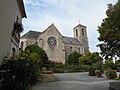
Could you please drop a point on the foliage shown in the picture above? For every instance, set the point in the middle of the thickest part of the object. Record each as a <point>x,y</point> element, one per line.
<point>73,58</point>
<point>90,58</point>
<point>43,59</point>
<point>18,72</point>
<point>110,32</point>
<point>92,70</point>
<point>111,74</point>
<point>108,64</point>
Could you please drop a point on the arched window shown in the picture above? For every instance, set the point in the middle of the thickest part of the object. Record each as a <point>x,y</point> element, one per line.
<point>76,32</point>
<point>22,44</point>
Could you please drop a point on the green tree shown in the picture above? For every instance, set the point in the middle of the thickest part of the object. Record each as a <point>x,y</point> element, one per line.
<point>110,32</point>
<point>73,58</point>
<point>43,59</point>
<point>90,58</point>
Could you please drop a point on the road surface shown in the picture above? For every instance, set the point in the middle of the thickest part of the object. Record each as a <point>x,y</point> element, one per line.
<point>75,81</point>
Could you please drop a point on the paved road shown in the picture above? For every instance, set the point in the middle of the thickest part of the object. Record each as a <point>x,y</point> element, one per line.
<point>75,81</point>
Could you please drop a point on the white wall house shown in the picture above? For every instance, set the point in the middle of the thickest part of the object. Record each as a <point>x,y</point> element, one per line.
<point>11,14</point>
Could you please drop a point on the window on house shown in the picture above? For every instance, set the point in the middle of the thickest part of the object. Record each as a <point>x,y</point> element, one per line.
<point>76,32</point>
<point>83,32</point>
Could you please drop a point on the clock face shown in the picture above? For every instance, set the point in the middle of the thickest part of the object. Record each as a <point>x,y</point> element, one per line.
<point>51,42</point>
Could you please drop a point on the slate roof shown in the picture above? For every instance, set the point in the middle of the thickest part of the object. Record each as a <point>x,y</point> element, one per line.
<point>31,34</point>
<point>70,40</point>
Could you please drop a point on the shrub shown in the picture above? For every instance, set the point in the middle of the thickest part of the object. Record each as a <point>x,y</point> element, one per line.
<point>111,74</point>
<point>18,72</point>
<point>43,59</point>
<point>73,58</point>
<point>92,70</point>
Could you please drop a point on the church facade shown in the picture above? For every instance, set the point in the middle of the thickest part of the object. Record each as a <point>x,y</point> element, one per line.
<point>57,46</point>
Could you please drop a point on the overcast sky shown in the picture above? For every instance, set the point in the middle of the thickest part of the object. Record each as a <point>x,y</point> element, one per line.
<point>66,14</point>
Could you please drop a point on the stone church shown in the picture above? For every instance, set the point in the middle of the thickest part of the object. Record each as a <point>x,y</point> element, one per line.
<point>57,46</point>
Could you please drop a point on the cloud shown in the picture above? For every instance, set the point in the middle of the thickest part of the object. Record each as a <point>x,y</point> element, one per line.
<point>66,15</point>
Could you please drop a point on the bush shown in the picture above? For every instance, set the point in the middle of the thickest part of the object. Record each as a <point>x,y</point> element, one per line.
<point>18,72</point>
<point>111,74</point>
<point>73,58</point>
<point>92,70</point>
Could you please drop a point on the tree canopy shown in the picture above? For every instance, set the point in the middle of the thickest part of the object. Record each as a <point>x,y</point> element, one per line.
<point>110,32</point>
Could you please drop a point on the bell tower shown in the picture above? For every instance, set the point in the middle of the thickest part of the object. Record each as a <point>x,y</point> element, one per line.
<point>80,32</point>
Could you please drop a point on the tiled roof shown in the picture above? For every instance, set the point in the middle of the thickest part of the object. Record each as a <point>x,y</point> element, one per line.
<point>31,34</point>
<point>70,40</point>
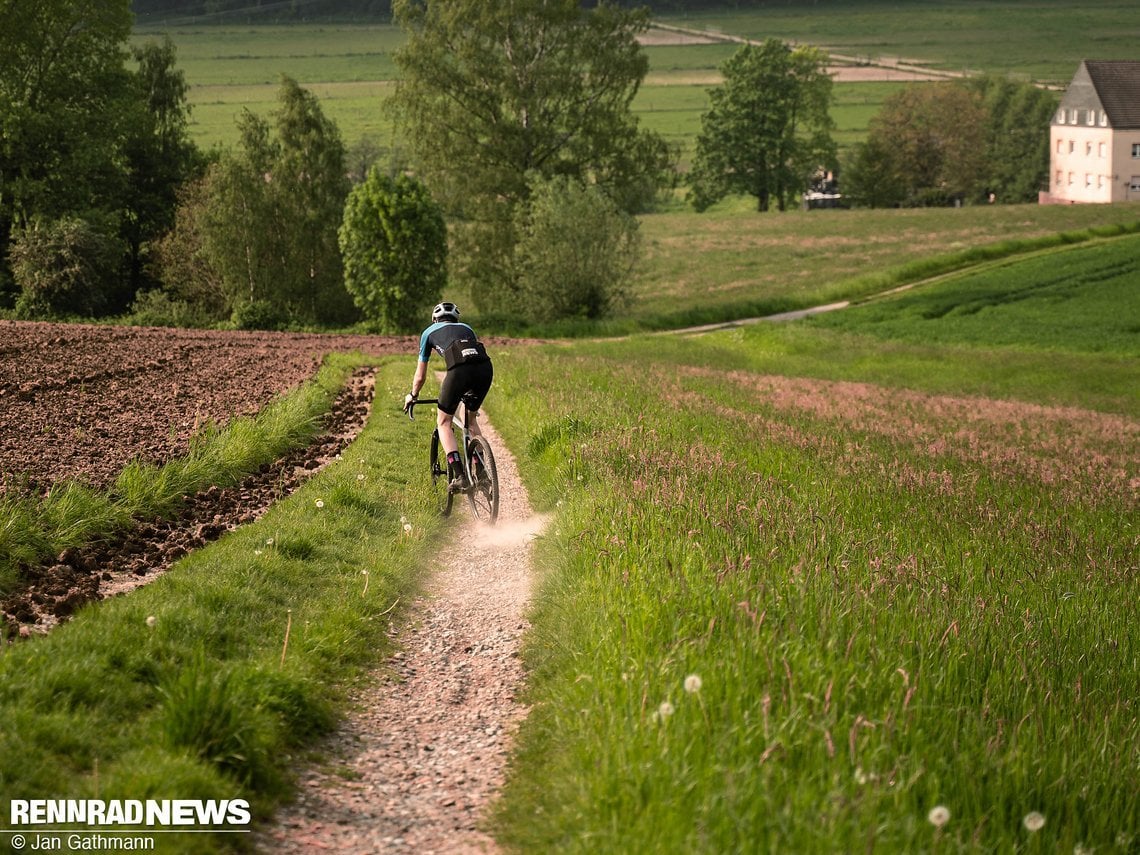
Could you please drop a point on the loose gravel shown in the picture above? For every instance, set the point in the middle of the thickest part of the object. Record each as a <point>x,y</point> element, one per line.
<point>416,764</point>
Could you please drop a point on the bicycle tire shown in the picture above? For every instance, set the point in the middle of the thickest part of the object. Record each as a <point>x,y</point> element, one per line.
<point>483,493</point>
<point>438,462</point>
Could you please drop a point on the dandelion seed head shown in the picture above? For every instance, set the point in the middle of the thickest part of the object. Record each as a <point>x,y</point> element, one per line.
<point>938,815</point>
<point>1034,821</point>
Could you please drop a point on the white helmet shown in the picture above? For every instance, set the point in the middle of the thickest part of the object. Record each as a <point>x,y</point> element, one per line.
<point>445,311</point>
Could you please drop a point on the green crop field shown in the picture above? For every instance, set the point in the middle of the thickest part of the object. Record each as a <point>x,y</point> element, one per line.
<point>230,67</point>
<point>816,587</point>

### EXERCISE
Rewrite all of the data above, changing every "thickest part" to "widest part" and leaving everything else as it is. Leave the pictures out.

### SOLUTION TO THIS TASK
Could you please drop a point on the foliage shown in the picture above? For every instance, set the point in the middle of the widest part of the object. Record each as a <point>x,y</point> element, one per line.
<point>73,58</point>
<point>90,58</point>
<point>43,59</point>
<point>18,72</point>
<point>110,32</point>
<point>92,70</point>
<point>111,74</point>
<point>108,64</point>
Could you please drop a point on the arched window shown in the picture above? For every instance, set the point in the middle of the widest part of the object. Record each as a <point>x,y</point> element, one per line.
<point>76,32</point>
<point>22,44</point>
Could you please drop a point on the green tree shown in the picture above? For every instance, set the point in the middle of the widest part of the object. Record each as a <point>x,y</point> element, one per line.
<point>110,32</point>
<point>73,58</point>
<point>43,59</point>
<point>90,58</point>
Could you please drop a point on the road surface shown in the picture above? For every instance, set the point in the middle of the widest part of the object. Record each as a <point>x,y</point> element, one per line.
<point>75,81</point>
Could you please drop a point on the paved road shown in the picture above? For every instance, set the point in the middle of the widest part of the object. Record each as a <point>x,y</point> element, one per line.
<point>75,81</point>
Could you please drop a point on the white wall house shown in the picture above? For every instance, set the point in the middle of the widest part of the object. Record each as a <point>x,y</point> element, one per line.
<point>11,14</point>
Could you please drop a point on the window on house shown in the picture above? For every instance, set the point in the middle of the widest part of the object. Record each as a <point>x,y</point> element, one per line.
<point>76,32</point>
<point>83,32</point>
Could you please drop a point on the clock face shown in the picture above? For every instance, set the point in the middle of the widest part of the object. Record each as a <point>x,y</point> element, one per line.
<point>51,42</point>
Could you please drop a point on the slate roof shown in the picture above? For every instance, set the point in the middle of the widest part of the object. Record each as a <point>x,y</point> element, one per line.
<point>31,34</point>
<point>70,40</point>
Could you please drop a point on the shrub shown in the picture above? For every instance, set the point in the middle of the widest part of the object. Record each as a <point>x,y</point> element, one per line.
<point>111,74</point>
<point>18,72</point>
<point>43,59</point>
<point>73,58</point>
<point>92,70</point>
Could you please drop a point on the church facade shown in the picture above? For every instance, set the point in the middle of the widest part of the object. Record each as a <point>x,y</point> element, one per line.
<point>57,46</point>
Could you please drop a point on the overcast sky shown in the picture above? For every instance, set the point in the middle of the widest part of the object. Record each as a <point>x,y</point> element, one per line.
<point>66,14</point>
Could you please drop a point on the stone church shown in the picture above? For every instance, set the point in the middle of the widest part of the object. Record each as a <point>x,y</point> element, one per line.
<point>57,46</point>
Could you please drop a point on the cloud shown in the picture above? For every instance, set the point in the middle of the widest part of the object. Record each as a <point>x,y</point> element, one per line.
<point>66,15</point>
Could you please drop a point on the bush shown in the picture above? For every instance, set the point in the middle of the widest part of the object. Record each as a <point>x,y</point> element, one per line.
<point>18,72</point>
<point>111,74</point>
<point>73,58</point>
<point>92,70</point>
Could you please drop a point on the tree canopy shown in the picture above? For every instance, set the point in the middle of the widest part of the object. Record each as a <point>x,y</point> element, one per line.
<point>110,32</point>
Could you please drop a point on the bell tower shown in the picture above? For every instance, set the point in the middle of the widest part of the object. Record each as a <point>x,y</point> element, one per line.
<point>80,32</point>
Could you please drop a point on the tiled roof shown in the picture above? For every instance, set the point in the middle of the widest part of the object. Record each as a <point>x,y</point> element, one per line.
<point>31,34</point>
<point>70,40</point>
Could you please drop a point on the loose gravel shown in the picture above? For every instance, set the point in the middle of the widest part of the object. Record each as a <point>x,y</point> element, one per line.
<point>416,764</point>
Could you please drop a point on the bicycle tire shown in the picture above? For every instance, set the point in the middle of the widest part of the object. Record each as a <point>x,y</point> element, one per line.
<point>483,493</point>
<point>438,462</point>
Could you please drop a point on the dandelion seed head shown in the picture above? For every instance, set the point in the middle of the widest part of the object. Record each as a <point>x,y</point> element, one per line.
<point>938,815</point>
<point>1034,821</point>
Could you please drop a point on the white helmet shown in the picture above? For every instance, set the point in the middle of the widest part of the object. Record each as a <point>x,y</point> element, one per line.
<point>445,311</point>
Could you please drop a point on the green crop field shown in the picture above? For every instance, set the point in the middle of the widest part of the object. Record each as a <point>x,y</point> element, one per line.
<point>230,67</point>
<point>816,587</point>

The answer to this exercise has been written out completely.